STATED PROBLEM
Starting at the line that contains "Where can the blue training" and continuing through the end of the material, reproduce those lines with every "stadium wall" replaced by "perimeter wall" and nothing else altered.

INPUT FOR THIS TASK
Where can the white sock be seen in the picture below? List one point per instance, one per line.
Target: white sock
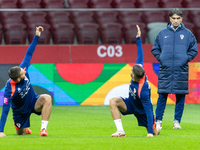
(118, 124)
(44, 124)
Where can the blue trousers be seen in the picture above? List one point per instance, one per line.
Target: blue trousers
(161, 104)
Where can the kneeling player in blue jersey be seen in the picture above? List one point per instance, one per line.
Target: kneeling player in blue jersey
(139, 101)
(20, 95)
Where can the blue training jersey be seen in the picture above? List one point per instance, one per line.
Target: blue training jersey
(19, 95)
(140, 92)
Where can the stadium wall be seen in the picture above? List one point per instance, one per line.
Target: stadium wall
(89, 74)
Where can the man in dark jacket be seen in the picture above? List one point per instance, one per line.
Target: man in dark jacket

RESPONSE FOR THIS EXERCISE
Where can the blue training jersey be seen in the picture above? List one point per instance, one per line.
Target: blue training jersey
(19, 95)
(140, 92)
Where can the perimeter wall be seen in the picture above? List one point per instance, one per line.
Target: perimeter wall
(89, 74)
Where can the man in dark jacket be seen in the picture above? List one point per instance, one per line.
Target: man in dark jacket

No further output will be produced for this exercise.